<<<<

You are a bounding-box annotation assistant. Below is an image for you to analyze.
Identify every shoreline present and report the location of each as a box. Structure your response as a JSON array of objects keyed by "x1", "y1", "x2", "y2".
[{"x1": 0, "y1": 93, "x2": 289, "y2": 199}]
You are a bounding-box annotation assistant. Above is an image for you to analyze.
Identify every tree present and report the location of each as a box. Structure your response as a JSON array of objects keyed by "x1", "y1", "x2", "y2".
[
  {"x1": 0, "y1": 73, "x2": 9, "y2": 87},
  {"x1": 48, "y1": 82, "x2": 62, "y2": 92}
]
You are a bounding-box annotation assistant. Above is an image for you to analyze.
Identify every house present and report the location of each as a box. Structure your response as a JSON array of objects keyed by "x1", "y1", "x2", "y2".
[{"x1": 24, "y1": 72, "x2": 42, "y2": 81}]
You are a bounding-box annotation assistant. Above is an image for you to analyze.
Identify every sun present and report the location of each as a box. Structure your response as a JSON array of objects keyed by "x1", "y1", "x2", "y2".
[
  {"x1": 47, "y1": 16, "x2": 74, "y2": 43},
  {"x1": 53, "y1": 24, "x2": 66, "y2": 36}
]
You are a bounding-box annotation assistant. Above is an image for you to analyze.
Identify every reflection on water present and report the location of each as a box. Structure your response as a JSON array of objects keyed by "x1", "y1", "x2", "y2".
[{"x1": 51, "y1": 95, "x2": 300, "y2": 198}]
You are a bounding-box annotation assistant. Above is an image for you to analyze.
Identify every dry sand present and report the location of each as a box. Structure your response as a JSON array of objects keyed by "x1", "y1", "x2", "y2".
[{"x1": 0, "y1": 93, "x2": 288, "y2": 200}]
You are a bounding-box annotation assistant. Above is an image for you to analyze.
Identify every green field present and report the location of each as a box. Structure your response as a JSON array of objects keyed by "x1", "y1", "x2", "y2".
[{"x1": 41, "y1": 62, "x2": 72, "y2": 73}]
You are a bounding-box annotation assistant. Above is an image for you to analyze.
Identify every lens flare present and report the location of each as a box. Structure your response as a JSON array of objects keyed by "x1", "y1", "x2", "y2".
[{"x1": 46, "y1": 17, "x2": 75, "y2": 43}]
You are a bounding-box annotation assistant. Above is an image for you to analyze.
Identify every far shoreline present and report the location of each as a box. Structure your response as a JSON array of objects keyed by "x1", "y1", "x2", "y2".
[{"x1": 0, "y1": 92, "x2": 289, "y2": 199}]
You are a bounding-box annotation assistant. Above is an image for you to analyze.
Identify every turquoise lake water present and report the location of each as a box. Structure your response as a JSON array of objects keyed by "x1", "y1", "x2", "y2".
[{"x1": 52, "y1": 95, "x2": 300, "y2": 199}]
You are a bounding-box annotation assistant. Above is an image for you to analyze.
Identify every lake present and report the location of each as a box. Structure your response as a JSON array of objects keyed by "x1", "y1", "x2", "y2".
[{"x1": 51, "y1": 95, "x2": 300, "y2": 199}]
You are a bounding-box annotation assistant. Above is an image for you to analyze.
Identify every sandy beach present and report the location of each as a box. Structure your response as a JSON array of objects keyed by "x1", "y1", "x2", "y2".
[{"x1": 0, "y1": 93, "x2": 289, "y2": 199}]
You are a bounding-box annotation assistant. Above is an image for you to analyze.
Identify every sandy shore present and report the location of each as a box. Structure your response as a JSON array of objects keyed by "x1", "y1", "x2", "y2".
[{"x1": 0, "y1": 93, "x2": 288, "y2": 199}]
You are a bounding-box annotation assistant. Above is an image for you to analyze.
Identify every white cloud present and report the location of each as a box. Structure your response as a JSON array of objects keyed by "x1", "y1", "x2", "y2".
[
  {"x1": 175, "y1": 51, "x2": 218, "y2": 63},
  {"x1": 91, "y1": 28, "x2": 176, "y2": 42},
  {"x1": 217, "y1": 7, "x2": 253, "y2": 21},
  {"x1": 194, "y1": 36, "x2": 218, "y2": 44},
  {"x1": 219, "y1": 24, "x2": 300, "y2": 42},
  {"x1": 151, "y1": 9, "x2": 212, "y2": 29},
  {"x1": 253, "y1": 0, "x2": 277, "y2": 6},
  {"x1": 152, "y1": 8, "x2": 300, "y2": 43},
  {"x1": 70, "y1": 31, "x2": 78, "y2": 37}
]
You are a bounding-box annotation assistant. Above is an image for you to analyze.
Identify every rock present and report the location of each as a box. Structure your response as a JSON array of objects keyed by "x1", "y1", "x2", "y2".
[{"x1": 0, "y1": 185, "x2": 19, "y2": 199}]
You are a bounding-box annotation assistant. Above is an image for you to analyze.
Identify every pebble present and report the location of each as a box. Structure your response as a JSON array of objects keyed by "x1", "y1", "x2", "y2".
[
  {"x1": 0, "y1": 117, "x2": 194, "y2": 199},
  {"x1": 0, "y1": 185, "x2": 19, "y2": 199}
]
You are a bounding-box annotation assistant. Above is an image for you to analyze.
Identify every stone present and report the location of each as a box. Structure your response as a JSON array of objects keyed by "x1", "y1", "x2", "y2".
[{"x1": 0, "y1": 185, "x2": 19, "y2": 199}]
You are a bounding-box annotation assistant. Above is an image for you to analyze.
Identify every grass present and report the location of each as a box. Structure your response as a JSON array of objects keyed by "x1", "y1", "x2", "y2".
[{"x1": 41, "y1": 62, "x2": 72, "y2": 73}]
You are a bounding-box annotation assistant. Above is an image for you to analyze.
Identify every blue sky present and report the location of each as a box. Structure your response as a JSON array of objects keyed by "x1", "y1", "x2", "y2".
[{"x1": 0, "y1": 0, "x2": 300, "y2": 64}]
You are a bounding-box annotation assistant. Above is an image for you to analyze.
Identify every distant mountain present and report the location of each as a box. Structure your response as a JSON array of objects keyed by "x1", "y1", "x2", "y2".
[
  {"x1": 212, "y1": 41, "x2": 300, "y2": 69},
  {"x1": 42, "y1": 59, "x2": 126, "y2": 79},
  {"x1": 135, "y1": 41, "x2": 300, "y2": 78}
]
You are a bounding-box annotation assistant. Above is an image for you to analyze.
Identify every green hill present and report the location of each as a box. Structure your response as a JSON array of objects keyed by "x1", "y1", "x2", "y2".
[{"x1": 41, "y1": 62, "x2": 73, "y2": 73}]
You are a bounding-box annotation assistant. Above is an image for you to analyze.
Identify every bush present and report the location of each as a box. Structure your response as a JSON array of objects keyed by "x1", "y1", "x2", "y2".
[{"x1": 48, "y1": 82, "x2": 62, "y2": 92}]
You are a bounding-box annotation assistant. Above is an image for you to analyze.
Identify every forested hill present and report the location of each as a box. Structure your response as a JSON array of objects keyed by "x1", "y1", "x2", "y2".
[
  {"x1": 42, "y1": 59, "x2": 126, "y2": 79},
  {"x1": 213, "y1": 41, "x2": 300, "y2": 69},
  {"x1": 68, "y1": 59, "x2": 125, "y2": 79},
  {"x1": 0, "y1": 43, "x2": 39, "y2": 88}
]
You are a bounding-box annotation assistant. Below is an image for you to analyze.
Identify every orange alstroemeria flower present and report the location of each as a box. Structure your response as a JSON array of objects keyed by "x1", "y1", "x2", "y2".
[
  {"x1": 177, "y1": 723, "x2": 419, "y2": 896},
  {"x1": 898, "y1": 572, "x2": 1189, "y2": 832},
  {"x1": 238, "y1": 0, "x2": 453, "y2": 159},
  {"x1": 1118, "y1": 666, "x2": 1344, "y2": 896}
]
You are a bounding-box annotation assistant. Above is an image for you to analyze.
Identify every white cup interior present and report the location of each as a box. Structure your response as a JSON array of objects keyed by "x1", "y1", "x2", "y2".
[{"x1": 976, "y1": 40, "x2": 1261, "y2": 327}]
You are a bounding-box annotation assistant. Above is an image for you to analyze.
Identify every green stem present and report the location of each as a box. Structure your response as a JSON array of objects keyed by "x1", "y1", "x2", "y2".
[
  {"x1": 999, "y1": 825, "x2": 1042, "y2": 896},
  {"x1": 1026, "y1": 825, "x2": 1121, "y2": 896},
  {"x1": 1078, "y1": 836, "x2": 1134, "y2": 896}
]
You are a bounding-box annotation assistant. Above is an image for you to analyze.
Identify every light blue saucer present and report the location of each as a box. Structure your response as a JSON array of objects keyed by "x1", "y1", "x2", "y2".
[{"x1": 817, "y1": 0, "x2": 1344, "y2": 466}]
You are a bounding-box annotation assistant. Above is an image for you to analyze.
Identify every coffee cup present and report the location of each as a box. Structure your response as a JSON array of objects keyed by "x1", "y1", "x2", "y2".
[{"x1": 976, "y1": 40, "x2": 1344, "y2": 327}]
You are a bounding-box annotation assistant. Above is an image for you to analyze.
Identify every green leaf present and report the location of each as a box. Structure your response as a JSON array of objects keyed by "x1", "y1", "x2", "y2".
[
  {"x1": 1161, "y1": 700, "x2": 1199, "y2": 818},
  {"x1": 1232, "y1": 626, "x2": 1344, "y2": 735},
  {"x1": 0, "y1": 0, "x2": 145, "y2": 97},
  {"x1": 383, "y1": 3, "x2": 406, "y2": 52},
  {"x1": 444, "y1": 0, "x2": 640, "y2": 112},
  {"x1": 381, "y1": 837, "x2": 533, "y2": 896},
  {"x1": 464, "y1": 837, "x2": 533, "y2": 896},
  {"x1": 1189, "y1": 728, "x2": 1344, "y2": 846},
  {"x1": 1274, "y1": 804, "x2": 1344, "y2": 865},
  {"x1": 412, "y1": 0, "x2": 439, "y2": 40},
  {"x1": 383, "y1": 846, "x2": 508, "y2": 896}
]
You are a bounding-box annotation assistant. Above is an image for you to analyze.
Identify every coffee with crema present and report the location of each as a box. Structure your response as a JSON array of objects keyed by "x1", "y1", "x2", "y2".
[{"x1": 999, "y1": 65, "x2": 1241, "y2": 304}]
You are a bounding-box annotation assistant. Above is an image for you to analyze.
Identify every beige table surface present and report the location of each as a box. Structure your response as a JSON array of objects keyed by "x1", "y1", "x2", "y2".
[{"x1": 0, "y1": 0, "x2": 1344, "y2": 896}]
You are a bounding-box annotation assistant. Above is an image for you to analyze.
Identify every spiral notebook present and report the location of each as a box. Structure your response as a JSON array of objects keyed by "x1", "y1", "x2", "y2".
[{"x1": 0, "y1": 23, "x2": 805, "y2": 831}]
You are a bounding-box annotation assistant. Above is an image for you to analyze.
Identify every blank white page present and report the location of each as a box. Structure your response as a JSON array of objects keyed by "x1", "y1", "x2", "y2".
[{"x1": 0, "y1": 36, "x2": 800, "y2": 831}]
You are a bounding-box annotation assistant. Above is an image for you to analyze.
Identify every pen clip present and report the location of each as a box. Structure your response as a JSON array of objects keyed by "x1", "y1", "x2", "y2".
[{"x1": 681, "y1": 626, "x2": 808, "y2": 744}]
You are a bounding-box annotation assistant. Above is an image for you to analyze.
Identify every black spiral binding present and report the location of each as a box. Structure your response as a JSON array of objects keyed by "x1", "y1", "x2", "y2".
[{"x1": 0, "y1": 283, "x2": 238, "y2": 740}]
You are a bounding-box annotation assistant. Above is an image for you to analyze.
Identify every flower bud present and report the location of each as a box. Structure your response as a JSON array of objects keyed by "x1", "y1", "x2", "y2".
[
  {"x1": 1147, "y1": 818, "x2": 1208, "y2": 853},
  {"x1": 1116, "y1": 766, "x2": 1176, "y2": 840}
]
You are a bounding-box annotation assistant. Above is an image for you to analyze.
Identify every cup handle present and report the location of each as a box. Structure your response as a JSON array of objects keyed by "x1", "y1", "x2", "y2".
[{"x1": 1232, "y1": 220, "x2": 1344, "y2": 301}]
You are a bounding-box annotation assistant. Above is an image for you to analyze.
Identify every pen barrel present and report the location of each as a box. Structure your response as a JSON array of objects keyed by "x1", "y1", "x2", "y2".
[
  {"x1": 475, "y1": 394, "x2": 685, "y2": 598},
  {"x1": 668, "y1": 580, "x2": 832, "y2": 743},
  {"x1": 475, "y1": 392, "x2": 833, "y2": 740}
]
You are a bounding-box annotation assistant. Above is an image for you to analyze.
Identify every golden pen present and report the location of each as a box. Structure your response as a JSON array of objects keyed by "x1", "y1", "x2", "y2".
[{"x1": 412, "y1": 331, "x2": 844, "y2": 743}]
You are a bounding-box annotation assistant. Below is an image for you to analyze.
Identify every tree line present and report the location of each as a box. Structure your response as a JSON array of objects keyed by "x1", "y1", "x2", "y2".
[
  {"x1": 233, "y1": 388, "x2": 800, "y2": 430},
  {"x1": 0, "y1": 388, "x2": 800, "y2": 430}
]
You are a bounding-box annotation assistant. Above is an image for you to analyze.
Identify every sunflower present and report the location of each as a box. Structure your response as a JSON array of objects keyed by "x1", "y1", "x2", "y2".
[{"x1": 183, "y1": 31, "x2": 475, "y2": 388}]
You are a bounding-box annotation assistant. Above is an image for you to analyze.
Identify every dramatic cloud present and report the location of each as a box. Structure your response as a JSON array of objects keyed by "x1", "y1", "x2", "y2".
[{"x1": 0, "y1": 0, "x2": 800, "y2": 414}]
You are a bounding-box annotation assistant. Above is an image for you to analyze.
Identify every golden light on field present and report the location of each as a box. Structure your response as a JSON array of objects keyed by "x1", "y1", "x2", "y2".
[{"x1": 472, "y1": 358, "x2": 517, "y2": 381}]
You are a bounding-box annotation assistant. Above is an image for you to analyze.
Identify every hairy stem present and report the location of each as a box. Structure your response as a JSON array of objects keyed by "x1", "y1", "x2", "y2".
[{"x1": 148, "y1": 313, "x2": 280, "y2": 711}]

>>>>

**GIVEN TASK:**
List every line of the data above that contains the string "golden", copying each line in full. Matching is case-sensitive.

**TASK RESULT:**
Identify every golden pen present and report the location of each as a box. Structure your response as a JSON array of objects keyed by "x1", "y1", "x2", "y2".
Identify every golden light on field present and report the location of each as a box. Structure your response as a JSON array of objects keyed by "x1", "y1", "x2", "y2".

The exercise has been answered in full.